SELECTED EXTRACT:
************
Podcast Transcript – Episode Two: James Faulkner

It's Friday, which means the release of another podcast episode, and this week we are delighted to be interviewing Voice Squad artist James Faulkner! He discusses his career, his voiceover training, and the work he's enjoyed most.

In order to ensure accessibility for all, we have provided a transcript of the episode below. If you would prefer to listen to the episode, visit our podcast page here.


Episode Two: James Faulkner

David John:
So hiya to everyone, wherever you're listening from, and welcome to the Squadcast again. It is the second podcast from the Voice Squad - London voice agents - and whether you're a voice artist, or you're in the industry, or you're curious about the voiceover world, the Squadcast is here to give you a bit of an insight into the machinations or mysterious workings of a voice agency.

David John:
I'm David John. I'm an actor on the Voice Squad books, and a dubbing director, and the Equity Audio Counsellor - so entrenched in the audio world! I'll be interviewing different people each week - actors, producers, directors, movers-and-shakers from the voice industry.

David John:
Now for this episode, we're really delighted to be with James Faulkner, who is a Voice Squad stalwart and has been on the books from the beginning. [He's] probably known more throughout the world as Randyll Tarly in Game of Thrones. [He's] also Lord Sinderby in Downton Abbey and appeared in Da Vinci's Demons and Paul, Apostle of Christ. So lots of high profile stuff! In terms of voice, last Christmas you'd have heard his voice as Frith on the BBC production of Watership Down, and through the years at Voice Squad he's appeared in many commercials, and lots of games, and all sorts of other work which we'll be talking to him about. So James, thank you very much for talking to us.

James Faulkner:
David! It's my pleasure.

David John:
So let's kind of start at the beginning. Acting - you've been acting for many, many years. Did you always want to be an actor as a young person? How did you get into acting in the first place?

James Faulkner:
I was certainly not brought up to be an actor and with regard to many years, on June the sixth - which is about to to come up - I think I pass into my 50th year. I certainly didn't intend to be an actor. I was brought up to run my father's business. My father was a very interesting man who effectively had the largest glazing company in the UK during the fifties and certainly in London. And you would appreciate that after the Second World War a great many windows needed to be replaced. And that was largely down my father. That's what was earmarked for me.

David John:
That was the plan!
************
REQUIRED TASK A: According to the podcast transcript, which character did James Faulkner play in Game of Thrones?
REQUIRED TASK B: Retype the passage of the podcast transcript starting at "In order to" and ending at "a voice agency.".

DATA BLOCK:
************
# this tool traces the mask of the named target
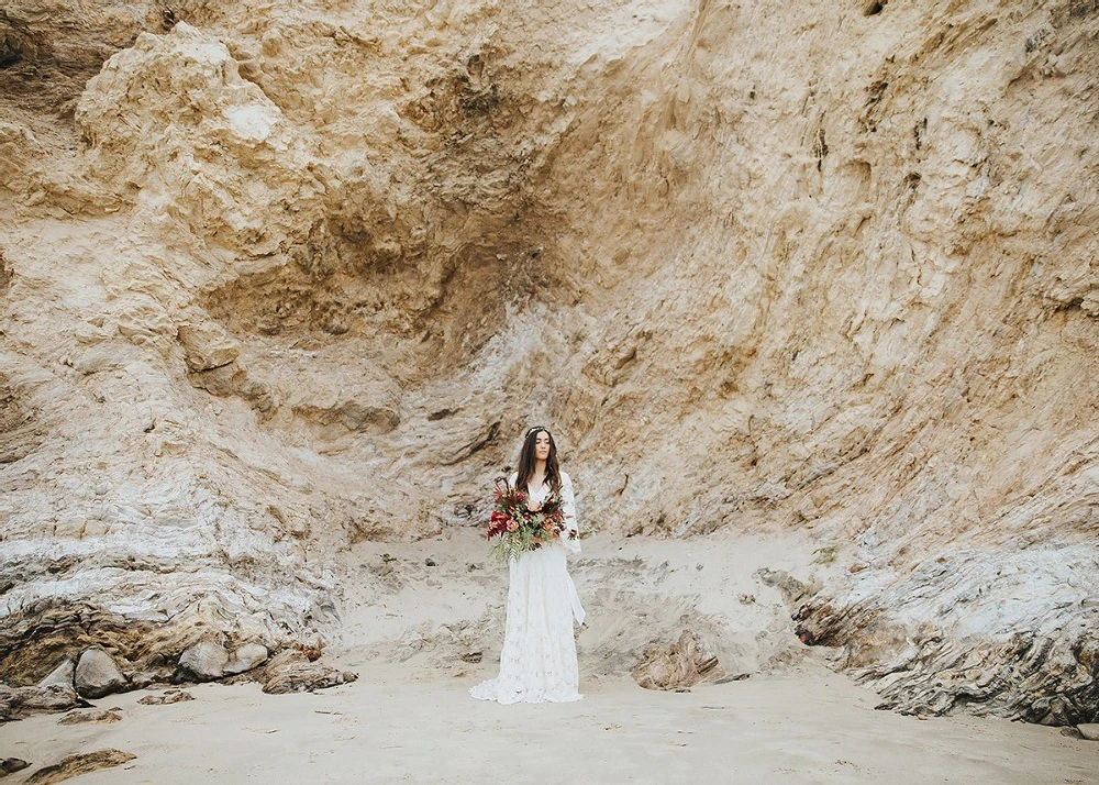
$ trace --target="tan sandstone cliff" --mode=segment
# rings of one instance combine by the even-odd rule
************
TASK SOLUTION A: Randyll Tarly

TASK SOLUTION B:
In order to ensure accessibility for all, we have provided a transcript of the episode below. If you would prefer to listen to the episode, visit our podcast page here.


Episode Two: James Faulkner

David John:
So hiya to everyone, wherever you're listening from, and welcome to the Squadcast again. It is the second podcast from the Voice Squad - London voice agents - and whether you're a voice artist, or you're in the industry, or you're curious about the voiceover world, the Squadcast is here to give you a bit of an insight into the machinations or mysterious workings of a voice agency.